START
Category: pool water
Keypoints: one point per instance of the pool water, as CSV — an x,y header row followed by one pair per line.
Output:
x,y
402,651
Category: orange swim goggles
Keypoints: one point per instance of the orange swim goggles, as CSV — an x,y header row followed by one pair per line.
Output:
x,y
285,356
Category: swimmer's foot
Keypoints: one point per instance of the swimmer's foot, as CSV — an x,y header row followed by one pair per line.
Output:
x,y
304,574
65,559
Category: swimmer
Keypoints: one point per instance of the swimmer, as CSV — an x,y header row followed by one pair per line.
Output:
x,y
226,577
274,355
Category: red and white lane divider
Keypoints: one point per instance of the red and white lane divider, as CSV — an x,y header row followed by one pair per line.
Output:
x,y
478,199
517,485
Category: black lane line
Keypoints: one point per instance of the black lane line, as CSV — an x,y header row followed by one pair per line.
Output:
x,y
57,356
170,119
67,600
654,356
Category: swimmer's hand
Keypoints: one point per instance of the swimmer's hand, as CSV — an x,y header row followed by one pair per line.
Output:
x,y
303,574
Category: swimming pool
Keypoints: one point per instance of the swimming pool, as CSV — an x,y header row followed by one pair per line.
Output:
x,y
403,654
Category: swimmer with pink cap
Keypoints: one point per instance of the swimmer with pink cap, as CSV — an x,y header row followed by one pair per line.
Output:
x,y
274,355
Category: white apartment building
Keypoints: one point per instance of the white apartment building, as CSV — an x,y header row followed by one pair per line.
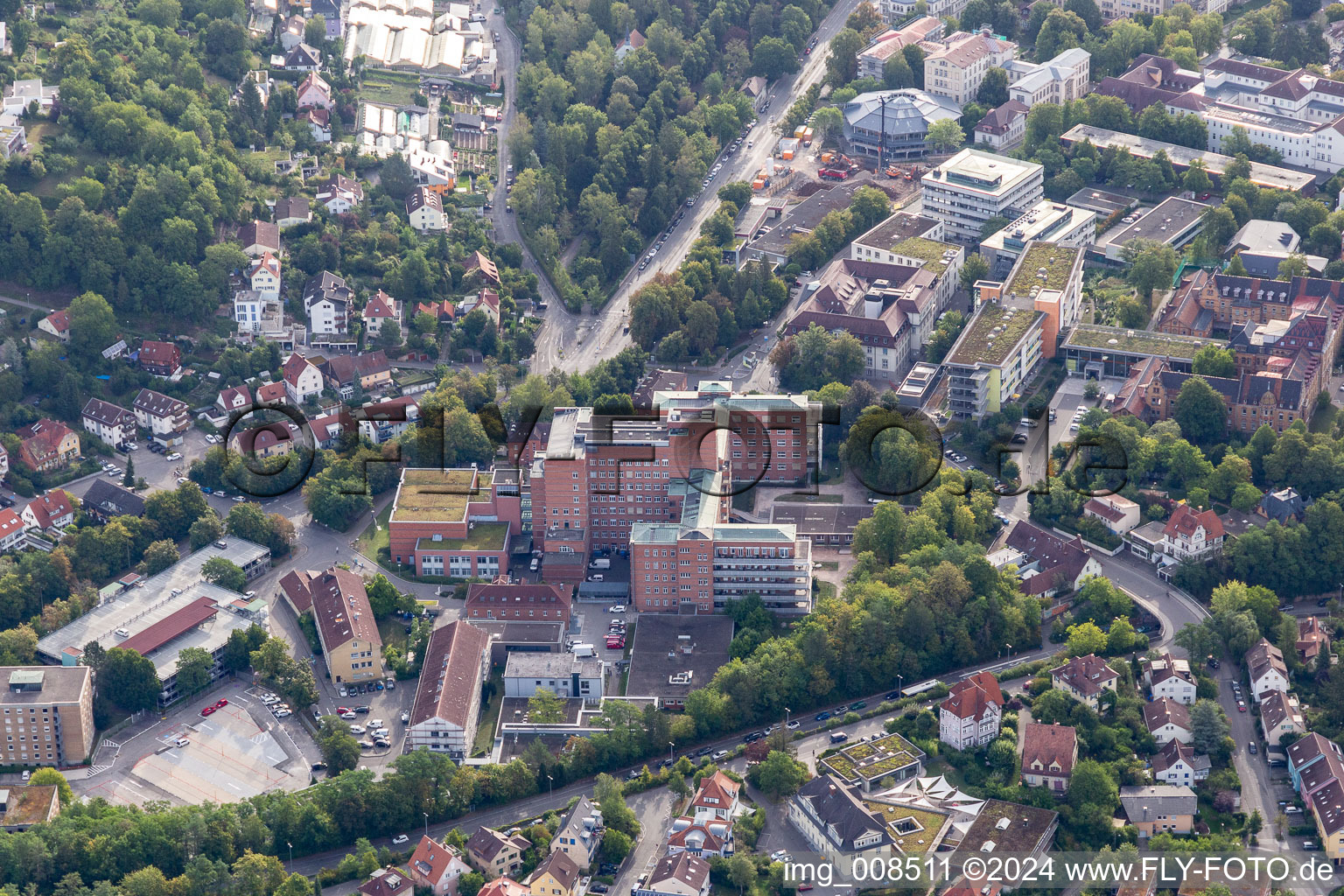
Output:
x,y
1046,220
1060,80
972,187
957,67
END
START
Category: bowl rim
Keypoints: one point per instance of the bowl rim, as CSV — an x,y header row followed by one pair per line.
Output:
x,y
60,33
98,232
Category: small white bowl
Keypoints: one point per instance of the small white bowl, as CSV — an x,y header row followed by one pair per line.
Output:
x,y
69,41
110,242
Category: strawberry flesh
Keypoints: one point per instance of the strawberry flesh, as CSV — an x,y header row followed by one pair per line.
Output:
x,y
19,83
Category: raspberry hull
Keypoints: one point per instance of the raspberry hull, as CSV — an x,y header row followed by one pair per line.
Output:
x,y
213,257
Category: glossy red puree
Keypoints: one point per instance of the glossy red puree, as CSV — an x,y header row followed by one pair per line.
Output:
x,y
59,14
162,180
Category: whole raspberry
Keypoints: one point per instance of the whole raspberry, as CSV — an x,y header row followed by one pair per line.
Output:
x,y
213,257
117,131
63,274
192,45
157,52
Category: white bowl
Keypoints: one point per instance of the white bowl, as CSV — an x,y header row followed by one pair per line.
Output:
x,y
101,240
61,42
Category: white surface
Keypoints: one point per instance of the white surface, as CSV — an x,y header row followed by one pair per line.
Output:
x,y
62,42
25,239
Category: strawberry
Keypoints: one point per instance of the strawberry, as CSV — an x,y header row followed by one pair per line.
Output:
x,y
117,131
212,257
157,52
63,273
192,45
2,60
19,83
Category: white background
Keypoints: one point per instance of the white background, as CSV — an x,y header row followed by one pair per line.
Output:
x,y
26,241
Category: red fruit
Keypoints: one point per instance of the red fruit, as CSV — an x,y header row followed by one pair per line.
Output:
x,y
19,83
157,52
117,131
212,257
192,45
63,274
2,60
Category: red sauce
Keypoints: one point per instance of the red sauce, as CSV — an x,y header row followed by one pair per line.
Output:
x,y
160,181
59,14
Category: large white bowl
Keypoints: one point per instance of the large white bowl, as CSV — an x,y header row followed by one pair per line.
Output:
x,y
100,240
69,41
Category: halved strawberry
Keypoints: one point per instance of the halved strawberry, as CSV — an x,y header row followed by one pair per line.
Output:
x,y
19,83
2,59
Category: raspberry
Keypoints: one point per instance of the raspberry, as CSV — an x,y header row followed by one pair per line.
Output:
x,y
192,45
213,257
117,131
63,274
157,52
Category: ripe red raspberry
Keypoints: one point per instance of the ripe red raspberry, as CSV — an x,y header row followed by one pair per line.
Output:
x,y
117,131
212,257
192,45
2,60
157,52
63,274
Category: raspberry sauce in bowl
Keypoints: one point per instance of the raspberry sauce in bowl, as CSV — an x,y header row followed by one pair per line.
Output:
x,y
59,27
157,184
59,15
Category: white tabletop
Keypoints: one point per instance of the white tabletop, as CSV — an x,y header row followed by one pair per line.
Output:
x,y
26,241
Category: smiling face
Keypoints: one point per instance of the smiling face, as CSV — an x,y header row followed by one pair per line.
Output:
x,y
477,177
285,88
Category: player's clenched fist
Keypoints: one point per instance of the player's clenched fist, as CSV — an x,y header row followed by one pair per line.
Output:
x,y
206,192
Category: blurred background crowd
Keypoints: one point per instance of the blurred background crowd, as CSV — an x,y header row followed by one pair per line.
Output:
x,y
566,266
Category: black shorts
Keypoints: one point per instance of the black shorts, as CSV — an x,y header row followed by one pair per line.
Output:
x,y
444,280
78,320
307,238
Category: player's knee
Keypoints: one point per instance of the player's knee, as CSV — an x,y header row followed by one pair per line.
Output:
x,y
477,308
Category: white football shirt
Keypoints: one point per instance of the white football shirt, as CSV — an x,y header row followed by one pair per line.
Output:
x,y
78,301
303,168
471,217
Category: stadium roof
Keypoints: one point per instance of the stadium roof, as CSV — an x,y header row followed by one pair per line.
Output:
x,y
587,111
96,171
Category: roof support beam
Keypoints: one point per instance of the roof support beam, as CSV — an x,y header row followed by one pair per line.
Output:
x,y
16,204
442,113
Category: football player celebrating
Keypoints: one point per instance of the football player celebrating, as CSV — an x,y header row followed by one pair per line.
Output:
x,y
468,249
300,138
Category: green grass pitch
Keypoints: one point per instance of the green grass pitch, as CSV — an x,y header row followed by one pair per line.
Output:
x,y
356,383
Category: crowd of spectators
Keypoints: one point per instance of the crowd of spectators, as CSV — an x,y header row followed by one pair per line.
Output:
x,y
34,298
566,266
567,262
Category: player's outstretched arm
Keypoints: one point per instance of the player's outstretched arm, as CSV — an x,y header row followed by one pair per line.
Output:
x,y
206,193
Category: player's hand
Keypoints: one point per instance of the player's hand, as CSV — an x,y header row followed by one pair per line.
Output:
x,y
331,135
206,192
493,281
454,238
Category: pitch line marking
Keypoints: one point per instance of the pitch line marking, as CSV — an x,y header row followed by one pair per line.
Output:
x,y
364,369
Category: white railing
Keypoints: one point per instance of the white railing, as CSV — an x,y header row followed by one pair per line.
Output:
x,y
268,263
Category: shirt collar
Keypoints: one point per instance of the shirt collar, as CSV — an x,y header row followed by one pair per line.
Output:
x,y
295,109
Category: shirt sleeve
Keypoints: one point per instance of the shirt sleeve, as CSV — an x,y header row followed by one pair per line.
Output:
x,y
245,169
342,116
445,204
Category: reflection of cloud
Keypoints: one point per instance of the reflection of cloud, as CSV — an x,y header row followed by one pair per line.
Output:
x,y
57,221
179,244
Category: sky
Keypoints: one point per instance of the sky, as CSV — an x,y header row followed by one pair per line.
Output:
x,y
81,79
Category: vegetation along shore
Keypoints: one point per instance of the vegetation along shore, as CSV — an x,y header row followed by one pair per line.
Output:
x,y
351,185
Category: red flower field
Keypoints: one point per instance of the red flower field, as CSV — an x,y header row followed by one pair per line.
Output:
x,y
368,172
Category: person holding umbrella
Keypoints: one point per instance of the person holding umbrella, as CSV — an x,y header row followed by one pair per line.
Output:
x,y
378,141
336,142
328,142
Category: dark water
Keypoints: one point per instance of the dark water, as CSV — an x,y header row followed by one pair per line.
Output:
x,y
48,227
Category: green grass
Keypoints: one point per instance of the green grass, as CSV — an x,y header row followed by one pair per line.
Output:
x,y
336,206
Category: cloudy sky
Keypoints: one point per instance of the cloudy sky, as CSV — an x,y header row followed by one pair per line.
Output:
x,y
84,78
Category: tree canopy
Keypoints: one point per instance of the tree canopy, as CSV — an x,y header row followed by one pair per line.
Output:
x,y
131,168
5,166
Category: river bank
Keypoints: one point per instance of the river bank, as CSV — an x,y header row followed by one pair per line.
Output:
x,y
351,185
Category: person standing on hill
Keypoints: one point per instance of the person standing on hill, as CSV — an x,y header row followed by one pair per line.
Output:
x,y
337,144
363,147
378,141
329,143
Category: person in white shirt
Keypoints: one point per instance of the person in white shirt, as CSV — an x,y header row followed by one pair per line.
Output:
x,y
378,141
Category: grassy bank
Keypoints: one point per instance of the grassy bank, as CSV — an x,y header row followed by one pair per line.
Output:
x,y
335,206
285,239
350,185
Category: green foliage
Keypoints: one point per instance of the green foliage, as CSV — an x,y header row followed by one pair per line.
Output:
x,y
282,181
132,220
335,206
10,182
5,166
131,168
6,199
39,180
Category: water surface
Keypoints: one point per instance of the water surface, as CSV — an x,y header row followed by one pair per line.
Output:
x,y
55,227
END
Pick out each line of the material above that contains the string "building", treating uppercase and lowercase letters as distinct.

■ ANSWER FOR THE TASK ■
Category: white apartment building
Keypoints: one point per instance of the white apartment building, as CSV — an x,y header row followed by one pair per line.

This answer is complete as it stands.